> **EXTRAIT À LIRE**
Mais il est inexact de dire que le Chili ait été absolument inféodé à l’Allemagne et qu’il reste encore sous cette emprise.

L’élite intellectuelle, écrivains, hommes politiques de valeur, artistes, y a toujours échappé avec tous les éléments d’une certaine culture. Aux jours les plus sombres, nombreux ont été les amis qui n’ont jamais désespéré de la France : la latinité n’est pas un vain mot. Mais la masse restait divisée et les intérêts matériels étaient en faveur de nos ennemis.

Si le Chili est resté neutre pendant la guerre, il s’est réjoui très sincèrement et sans arrière-pensée de notre victoire et il a pris mon passage comme une heureuse occasion de le témoigner. Il serait donc très mesquin de garder rancune à ce peuple fier, justement susceptible, plein d’avenir.

> **LISTE DES DONNÉES**
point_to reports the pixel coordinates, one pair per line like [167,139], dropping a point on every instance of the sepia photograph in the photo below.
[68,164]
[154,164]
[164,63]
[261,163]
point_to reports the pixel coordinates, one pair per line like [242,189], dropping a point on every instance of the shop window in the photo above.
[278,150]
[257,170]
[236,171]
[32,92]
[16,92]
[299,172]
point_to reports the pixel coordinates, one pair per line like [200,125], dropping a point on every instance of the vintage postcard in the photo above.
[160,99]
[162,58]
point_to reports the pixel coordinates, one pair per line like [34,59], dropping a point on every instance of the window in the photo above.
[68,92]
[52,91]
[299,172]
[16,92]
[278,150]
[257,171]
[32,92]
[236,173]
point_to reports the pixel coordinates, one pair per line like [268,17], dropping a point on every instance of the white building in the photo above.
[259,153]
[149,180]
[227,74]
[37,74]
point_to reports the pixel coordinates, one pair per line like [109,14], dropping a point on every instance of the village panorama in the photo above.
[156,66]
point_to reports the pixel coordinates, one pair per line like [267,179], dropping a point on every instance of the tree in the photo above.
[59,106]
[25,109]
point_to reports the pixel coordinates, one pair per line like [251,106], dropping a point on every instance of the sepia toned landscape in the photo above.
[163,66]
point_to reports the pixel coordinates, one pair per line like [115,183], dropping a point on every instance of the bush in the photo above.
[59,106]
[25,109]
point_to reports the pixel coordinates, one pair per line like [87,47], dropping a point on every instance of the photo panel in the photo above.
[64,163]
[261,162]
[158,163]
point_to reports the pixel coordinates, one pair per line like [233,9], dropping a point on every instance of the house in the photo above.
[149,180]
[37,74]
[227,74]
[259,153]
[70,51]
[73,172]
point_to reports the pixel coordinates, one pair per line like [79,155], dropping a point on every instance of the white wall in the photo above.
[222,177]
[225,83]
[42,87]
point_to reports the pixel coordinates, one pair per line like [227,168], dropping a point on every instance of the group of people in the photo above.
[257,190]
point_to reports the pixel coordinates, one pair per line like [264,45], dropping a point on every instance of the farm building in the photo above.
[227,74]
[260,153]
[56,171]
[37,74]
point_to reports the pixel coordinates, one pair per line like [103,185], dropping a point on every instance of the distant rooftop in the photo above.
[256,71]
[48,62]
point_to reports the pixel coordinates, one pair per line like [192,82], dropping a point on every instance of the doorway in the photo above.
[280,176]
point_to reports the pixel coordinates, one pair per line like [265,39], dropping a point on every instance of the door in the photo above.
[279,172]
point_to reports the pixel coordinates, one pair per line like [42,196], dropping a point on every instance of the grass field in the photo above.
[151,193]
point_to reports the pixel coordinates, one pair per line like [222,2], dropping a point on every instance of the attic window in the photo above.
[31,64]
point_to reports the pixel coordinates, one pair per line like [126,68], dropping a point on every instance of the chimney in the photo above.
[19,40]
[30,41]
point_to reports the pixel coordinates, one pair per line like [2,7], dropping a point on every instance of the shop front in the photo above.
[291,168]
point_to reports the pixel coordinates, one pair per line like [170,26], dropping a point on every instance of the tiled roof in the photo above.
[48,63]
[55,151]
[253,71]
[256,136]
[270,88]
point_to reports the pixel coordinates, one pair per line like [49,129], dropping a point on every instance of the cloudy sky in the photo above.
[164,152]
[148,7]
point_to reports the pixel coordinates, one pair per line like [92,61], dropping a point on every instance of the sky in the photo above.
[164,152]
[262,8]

> **EXERCICE**
D'après l'extrait à lire, quelle position le Chili a-t-il gardée pendant la guerre ?

> **RÉSULTAT DE L'EXERCICE**
Le Chili est resté neutre pendant la guerre.